**Prompt 1:**
In the post on Nobel women in science, whose lab was Carol Greider a graduate student in?
**Prompt 2:**
Explain why the post on Nobel women in science says the author once called the enzyme telomerase the elixir of life.

------ Page text

Celebrating Nobel Women in Science October 8, 2009Posted by Connie Chow in women in science.
Tags: women in science
Speaking of role models. Hooray about the Nobel Prizes in science. We’re up to 15 women who’s won a prize in physics, chemistry or physiology/medicine since 1901. (I only counted Marie Curie once).
First, two women, Carol Greider and Elizabeth Blackburn, and their male colleague (name intentionally left out!) received the Prize in Physiology/Medicine for discovering what I used to call naively the elixir of life–the enzyme telomerase–since the shortening of telomeres, which they also discovered, contribute to aging. The irony is that overactive telomerase contributes to cancer.
I remember being fascinated by Greider’s talk years ago when I was in grad school because she was so young! (And she is only 48 now). Greider was a grad student in Blackburn’s lab.
Second, not only is the ribosome my second favourite organelle (the proteasome holds a very special place in my heart), but Ada Yonath is the first woman to be awarded the Nobel Prize in Chemistry in 45 years (??!! Dorothy Hodgkin received the prize in 1964, also for her work in X-ray crystallography). Truth be told, I don’t think I ever read a paper by Yonath. Tom Steitz, yes. Then again, I don’t read a lot of papers on crystallography.
Both Elizabeth Blackburn and Ada Yonath were recognized in 2008 through the L’OREAL-UNESCO For Women in Science Award for their work. (Now here’s another group of excellent female role models in science).
Both prizes only goes to show that RNA rules!

------------
------ Information

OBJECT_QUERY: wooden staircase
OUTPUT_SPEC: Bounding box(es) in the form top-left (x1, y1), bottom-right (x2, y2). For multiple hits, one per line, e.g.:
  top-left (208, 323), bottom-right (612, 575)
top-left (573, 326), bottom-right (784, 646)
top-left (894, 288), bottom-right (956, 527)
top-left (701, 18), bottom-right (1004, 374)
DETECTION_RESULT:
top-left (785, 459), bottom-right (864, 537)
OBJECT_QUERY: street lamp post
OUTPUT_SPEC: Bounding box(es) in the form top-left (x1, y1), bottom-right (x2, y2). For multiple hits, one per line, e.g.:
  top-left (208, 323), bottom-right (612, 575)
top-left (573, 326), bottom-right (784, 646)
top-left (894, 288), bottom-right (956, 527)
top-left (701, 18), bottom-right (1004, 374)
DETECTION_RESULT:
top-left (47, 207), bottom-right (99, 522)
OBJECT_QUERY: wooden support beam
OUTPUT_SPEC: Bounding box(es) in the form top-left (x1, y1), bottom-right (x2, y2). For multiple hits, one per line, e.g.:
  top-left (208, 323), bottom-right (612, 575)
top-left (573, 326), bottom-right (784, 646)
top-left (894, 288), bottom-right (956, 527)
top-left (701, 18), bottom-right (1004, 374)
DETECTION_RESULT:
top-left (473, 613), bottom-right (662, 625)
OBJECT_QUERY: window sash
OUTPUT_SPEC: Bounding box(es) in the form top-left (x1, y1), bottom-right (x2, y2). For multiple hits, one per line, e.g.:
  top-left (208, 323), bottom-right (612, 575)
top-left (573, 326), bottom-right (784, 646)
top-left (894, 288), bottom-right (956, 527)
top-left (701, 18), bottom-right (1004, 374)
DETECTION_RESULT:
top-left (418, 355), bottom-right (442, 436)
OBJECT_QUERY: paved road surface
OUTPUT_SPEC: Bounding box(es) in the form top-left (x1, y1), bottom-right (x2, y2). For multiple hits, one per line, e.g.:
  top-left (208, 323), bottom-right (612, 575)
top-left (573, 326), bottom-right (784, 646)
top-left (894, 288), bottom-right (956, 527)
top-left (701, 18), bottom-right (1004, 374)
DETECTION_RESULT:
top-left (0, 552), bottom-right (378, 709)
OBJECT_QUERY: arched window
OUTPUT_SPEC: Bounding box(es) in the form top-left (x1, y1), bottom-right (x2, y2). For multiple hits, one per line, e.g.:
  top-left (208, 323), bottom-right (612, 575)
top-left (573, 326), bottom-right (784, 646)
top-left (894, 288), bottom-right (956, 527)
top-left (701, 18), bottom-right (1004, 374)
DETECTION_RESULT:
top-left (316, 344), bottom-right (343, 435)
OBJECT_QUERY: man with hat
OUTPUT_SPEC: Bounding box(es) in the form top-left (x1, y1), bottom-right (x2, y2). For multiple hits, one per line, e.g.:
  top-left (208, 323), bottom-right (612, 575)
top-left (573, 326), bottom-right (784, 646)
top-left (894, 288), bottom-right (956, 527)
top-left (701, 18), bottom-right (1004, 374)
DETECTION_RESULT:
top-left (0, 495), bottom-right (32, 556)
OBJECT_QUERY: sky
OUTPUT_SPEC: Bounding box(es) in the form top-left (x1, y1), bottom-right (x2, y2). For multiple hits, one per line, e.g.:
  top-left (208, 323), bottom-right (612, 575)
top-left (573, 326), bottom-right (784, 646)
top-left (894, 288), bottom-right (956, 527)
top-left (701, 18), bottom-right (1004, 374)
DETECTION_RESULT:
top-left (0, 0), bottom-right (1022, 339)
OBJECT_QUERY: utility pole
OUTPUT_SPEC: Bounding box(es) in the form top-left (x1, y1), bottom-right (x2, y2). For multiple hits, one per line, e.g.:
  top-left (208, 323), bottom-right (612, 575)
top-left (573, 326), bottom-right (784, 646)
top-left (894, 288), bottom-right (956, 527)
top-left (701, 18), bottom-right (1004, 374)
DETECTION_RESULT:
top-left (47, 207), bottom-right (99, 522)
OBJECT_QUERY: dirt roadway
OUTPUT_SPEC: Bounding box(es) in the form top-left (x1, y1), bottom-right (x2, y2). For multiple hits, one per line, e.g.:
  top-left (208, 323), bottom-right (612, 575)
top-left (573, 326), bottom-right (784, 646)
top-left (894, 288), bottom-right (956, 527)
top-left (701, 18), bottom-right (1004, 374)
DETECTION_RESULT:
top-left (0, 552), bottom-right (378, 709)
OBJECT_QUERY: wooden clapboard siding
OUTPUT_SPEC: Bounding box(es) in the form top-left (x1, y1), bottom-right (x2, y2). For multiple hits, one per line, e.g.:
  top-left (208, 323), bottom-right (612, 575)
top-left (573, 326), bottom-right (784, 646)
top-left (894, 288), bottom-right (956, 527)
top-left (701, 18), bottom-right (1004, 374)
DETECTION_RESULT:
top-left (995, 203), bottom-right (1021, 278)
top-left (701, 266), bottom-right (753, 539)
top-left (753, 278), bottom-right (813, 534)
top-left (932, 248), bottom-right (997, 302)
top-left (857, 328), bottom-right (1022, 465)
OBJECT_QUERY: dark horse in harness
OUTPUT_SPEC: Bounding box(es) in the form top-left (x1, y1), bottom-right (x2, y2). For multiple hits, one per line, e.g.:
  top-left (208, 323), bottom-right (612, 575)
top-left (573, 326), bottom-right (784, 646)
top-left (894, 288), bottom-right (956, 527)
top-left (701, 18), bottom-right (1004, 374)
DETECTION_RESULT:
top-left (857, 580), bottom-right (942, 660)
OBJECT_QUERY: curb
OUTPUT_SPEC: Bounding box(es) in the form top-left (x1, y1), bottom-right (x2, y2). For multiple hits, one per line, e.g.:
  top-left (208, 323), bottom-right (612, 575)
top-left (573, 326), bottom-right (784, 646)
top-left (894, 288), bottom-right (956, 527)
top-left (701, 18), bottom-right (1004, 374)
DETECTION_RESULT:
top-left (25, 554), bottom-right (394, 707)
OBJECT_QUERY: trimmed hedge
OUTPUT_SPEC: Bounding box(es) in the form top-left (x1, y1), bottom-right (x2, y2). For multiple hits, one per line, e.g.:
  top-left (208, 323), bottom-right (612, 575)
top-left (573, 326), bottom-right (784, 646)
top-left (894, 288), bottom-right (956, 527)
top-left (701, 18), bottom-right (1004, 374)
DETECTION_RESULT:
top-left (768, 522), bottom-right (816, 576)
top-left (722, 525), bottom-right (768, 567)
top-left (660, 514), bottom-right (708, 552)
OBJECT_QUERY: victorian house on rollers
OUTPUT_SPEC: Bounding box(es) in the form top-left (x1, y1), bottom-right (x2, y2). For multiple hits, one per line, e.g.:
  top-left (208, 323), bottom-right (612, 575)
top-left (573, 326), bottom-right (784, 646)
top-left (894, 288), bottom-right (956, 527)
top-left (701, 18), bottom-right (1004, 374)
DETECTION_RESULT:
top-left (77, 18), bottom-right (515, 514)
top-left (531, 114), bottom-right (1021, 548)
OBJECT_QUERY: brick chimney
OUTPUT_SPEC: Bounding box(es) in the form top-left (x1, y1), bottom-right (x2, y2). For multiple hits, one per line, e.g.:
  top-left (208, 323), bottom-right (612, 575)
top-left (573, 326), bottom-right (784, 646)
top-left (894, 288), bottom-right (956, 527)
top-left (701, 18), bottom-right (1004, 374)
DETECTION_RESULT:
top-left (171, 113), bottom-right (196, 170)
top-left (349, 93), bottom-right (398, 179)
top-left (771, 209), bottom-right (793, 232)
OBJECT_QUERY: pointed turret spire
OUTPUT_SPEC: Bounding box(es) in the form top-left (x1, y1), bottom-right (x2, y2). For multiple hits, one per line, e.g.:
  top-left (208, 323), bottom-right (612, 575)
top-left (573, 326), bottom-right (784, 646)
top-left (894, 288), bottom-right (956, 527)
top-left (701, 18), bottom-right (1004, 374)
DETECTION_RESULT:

------------

**Expected output 1:**
Elizabeth Blackburn's lab.

**Expected output 2:**
The author called it that because the shortening of telomeres contributes to aging. The post adds an irony: overactive telomerase contributes to cancer.